▸ Task item A: In the accounting notes on budgets and standards shown below, condense the paragraph beginning "A master budget documents" into a shorter version that keeps its main facts.
▸ Task item B: According to the accounting notes on budgets and standards below, what does a flexible budget show?
▸ Task item C: Transcribe the accounting notes on budgets and standards below, starting with "Fixed costs in" and going on through "a financial budget.".

▸ Text passage:
□ □ □ □
Attainable standards

Currently attainable standards represent costs that result from work performed by employees with appropriate training and experience but without extraordinary effort.

2

Ideal standards

Costs that result from perfect efficiency and effectiveness in job performance.

3

Flexible budget

A flexible budget is a budget that can be adjusted to any activity level, it shows how costs vary with production volume.

Budget total costs
= (Variable cost per unit x activity level) + fixed costs

Fixed costs in total are constant over the relevant range of activity level.

4

Master budget

A master budget documents specific short term operating performance goals for a period of time, normally one year or less. The plan generally includes an operating (non financial) budget as well as a financial budget.

5

Operating budgets included in the master budget

Sales budget
Production budget
Direct materials budget
Direct labor budget
Overhead budget
Cost of goods sold budget
SG&A budget

6

Financial budgets included in the master budget

Cash budget
Pro forma financial statements

7

Direct materials price variance

Actual quantity purchased x (Actual price - Standards price)

8

Direct materials quantity usage variance

Standard price x (Actual quantity - Standard quantity)

9

Direct labor rate difference

Actual labor hours x (Actual rate - Standard rate)

10

Direct labor efficiency variance

Standard price x (Actual hours - Standard hours)
□ □ □ □
▸ Supplied records:

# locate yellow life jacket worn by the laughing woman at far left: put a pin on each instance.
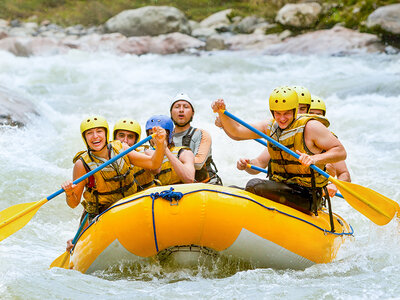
(108, 185)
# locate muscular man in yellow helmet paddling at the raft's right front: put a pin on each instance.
(291, 181)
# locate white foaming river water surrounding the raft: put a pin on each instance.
(362, 94)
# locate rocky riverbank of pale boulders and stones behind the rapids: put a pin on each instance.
(166, 30)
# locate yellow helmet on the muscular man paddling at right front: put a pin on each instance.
(284, 98)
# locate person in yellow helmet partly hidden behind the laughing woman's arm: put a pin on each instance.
(128, 131)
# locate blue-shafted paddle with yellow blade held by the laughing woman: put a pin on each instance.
(17, 216)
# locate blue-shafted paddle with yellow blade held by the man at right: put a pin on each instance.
(376, 207)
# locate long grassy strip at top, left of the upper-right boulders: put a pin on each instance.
(96, 12)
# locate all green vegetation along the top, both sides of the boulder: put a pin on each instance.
(351, 13)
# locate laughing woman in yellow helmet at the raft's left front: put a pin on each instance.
(113, 182)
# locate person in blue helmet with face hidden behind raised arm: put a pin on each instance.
(178, 164)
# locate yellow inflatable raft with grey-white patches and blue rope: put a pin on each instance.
(202, 218)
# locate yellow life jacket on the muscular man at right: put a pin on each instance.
(283, 166)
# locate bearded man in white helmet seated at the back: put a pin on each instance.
(198, 140)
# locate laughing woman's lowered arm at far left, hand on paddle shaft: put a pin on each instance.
(73, 192)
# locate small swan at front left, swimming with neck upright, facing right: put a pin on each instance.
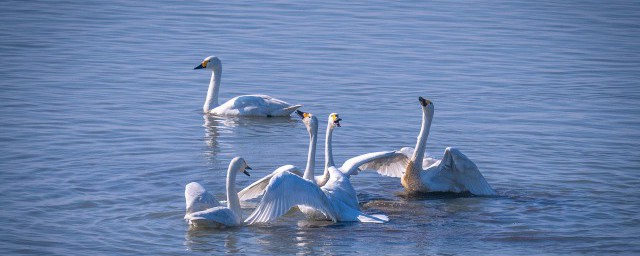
(203, 210)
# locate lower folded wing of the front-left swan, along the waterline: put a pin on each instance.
(213, 217)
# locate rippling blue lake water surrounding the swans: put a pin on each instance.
(101, 124)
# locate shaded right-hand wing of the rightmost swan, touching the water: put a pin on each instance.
(462, 173)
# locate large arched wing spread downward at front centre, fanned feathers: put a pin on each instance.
(286, 190)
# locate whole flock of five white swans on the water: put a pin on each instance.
(329, 196)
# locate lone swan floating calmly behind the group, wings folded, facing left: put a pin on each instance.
(245, 105)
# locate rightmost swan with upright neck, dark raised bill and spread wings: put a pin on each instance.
(453, 173)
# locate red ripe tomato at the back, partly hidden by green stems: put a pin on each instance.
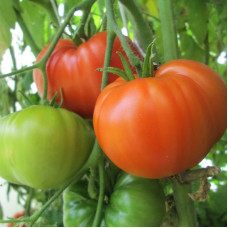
(73, 69)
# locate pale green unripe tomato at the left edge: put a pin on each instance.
(42, 146)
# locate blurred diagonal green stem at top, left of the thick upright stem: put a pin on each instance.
(141, 29)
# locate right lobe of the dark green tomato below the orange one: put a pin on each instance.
(135, 202)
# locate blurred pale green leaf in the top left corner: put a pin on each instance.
(7, 21)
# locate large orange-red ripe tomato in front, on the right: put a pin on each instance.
(162, 125)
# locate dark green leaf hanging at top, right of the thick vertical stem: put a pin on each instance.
(197, 16)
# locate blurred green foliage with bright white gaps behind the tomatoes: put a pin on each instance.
(28, 25)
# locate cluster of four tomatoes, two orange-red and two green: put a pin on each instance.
(150, 127)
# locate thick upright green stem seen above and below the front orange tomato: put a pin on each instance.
(184, 205)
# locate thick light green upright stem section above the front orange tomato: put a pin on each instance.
(169, 35)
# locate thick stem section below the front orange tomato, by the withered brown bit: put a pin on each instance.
(184, 204)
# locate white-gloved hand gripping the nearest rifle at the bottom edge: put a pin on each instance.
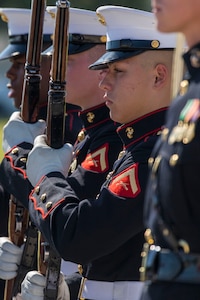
(32, 287)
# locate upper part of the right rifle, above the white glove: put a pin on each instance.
(57, 85)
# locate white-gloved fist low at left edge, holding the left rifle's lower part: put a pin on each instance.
(10, 257)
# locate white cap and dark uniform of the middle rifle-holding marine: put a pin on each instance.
(98, 143)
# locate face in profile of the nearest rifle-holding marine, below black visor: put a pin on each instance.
(127, 85)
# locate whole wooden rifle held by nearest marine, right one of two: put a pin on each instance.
(50, 265)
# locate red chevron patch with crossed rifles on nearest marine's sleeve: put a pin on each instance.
(126, 183)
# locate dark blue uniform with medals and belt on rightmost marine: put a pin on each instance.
(172, 206)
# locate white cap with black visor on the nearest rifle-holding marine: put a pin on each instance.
(130, 32)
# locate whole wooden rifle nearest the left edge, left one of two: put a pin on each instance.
(18, 215)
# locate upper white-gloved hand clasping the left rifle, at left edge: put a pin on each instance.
(17, 131)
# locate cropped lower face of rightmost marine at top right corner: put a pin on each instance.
(178, 16)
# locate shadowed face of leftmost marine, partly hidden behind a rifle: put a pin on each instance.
(16, 76)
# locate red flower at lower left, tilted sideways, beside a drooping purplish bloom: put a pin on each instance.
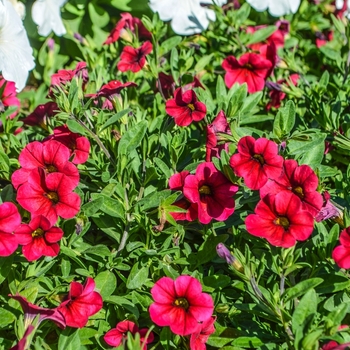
(81, 303)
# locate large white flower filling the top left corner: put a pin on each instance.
(16, 55)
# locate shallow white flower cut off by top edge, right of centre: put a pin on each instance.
(276, 8)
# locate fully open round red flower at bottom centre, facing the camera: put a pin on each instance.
(180, 304)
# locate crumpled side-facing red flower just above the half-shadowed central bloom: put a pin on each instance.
(214, 130)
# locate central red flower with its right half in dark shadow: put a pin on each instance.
(212, 192)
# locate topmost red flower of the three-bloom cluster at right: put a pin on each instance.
(256, 161)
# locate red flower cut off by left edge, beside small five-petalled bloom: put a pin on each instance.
(9, 221)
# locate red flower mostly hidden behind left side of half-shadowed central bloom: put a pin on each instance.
(176, 183)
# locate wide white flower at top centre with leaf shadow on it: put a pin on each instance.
(187, 16)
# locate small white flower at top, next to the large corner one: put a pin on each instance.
(47, 15)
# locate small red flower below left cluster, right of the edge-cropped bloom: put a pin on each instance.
(38, 238)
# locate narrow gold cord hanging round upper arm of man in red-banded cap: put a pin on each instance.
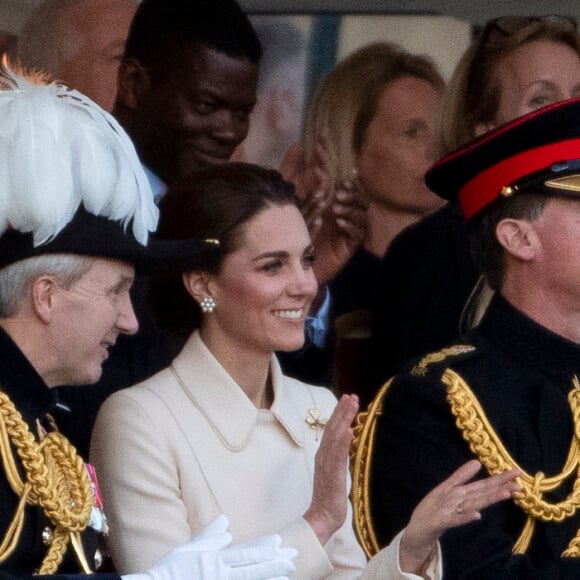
(360, 465)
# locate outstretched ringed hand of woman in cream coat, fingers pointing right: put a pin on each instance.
(452, 503)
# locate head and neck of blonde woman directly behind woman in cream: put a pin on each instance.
(373, 119)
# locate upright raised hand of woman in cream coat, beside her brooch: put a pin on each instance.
(327, 510)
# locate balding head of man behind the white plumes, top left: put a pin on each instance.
(79, 42)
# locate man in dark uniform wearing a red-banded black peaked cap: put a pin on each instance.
(509, 393)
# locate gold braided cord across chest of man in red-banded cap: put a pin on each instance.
(489, 449)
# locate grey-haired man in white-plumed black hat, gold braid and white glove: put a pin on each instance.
(76, 212)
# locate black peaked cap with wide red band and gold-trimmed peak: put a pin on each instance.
(537, 152)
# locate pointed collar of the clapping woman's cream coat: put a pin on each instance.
(226, 407)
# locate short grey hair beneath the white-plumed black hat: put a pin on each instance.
(16, 278)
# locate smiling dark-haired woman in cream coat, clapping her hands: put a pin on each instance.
(222, 430)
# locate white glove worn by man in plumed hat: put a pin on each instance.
(208, 557)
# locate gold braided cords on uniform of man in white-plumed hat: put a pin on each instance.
(55, 480)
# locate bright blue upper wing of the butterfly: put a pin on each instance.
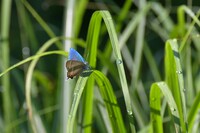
(74, 55)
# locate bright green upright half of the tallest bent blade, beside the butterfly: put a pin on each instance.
(91, 55)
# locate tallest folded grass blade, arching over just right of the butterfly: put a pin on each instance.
(92, 48)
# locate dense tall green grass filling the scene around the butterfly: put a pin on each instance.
(144, 77)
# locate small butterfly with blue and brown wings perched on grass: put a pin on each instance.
(75, 64)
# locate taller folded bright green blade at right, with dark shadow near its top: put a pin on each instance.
(174, 79)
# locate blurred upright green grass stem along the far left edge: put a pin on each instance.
(8, 105)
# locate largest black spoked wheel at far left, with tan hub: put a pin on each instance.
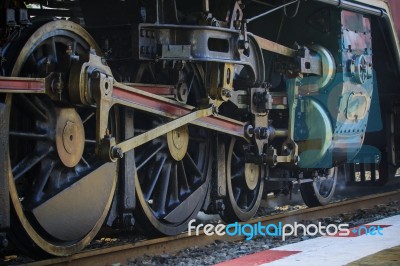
(60, 191)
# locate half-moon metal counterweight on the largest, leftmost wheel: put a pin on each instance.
(75, 219)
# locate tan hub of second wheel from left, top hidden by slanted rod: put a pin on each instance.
(178, 141)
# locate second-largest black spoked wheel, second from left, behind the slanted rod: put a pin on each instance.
(172, 171)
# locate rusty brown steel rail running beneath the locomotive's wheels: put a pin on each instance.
(123, 253)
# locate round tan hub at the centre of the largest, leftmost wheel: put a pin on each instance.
(70, 137)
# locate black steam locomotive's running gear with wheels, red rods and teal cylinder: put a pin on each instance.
(144, 120)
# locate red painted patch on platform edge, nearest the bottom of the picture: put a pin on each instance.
(259, 258)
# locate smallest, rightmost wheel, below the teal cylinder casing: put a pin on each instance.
(321, 190)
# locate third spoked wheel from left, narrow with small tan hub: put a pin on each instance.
(244, 185)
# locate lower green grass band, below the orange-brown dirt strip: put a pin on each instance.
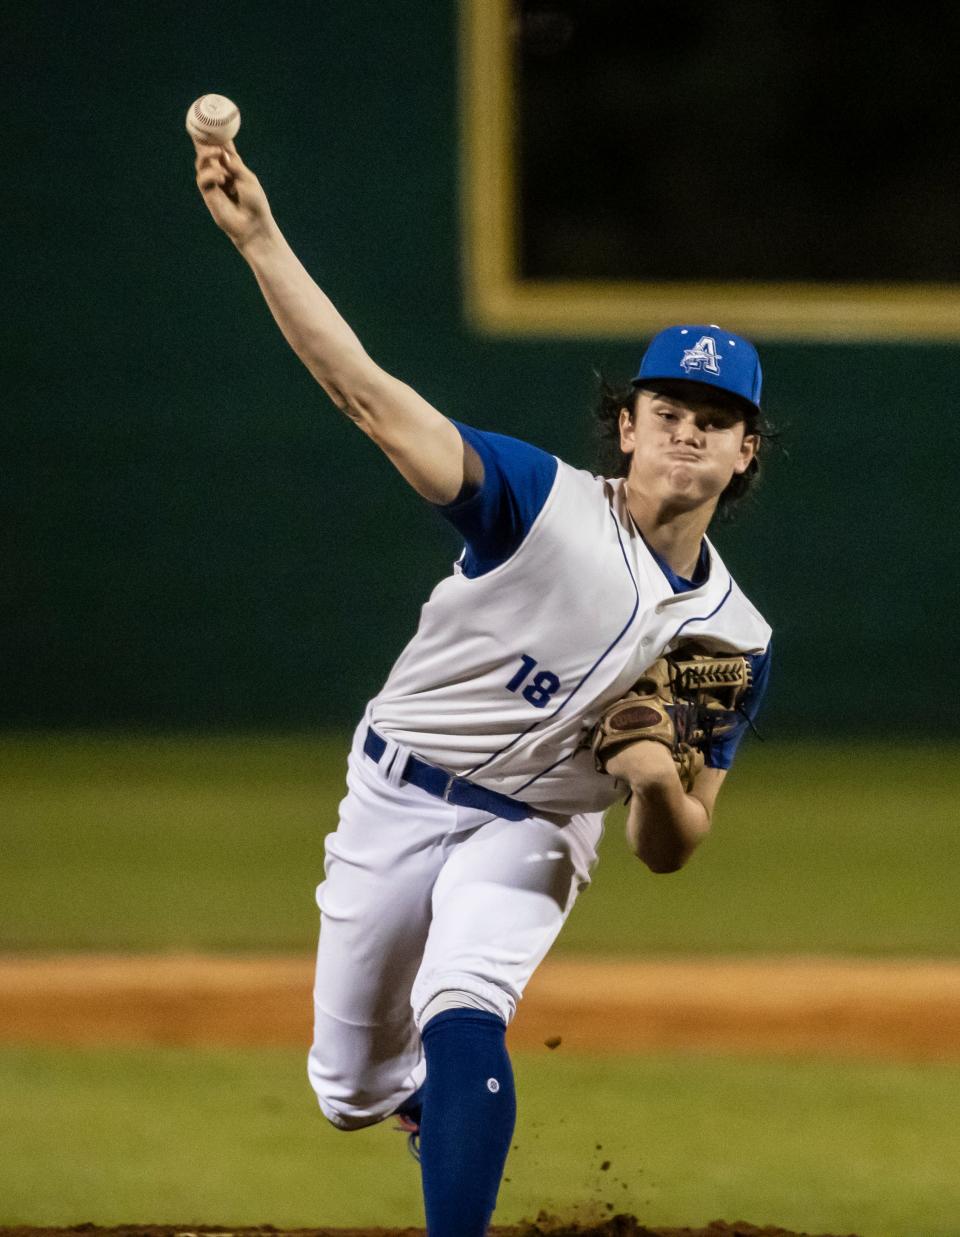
(233, 1137)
□ □ □ □
▸ Written reply A: A master budget sets specific short-term operating performance goals for a period, usually one year or less. It generally includes both an operating (non-financial) budget and a financial budget.

▸ Written reply B: It shows how costs vary with production volume.

▸ Written reply C:
Fixed costs in total are constant over the relevant range of activity level.

4

Master budget

A master budget documents specific short term operating performance goals for a period of time, normally one year or less. The plan generally includes an operating (non financial) budget as well as a financial budget.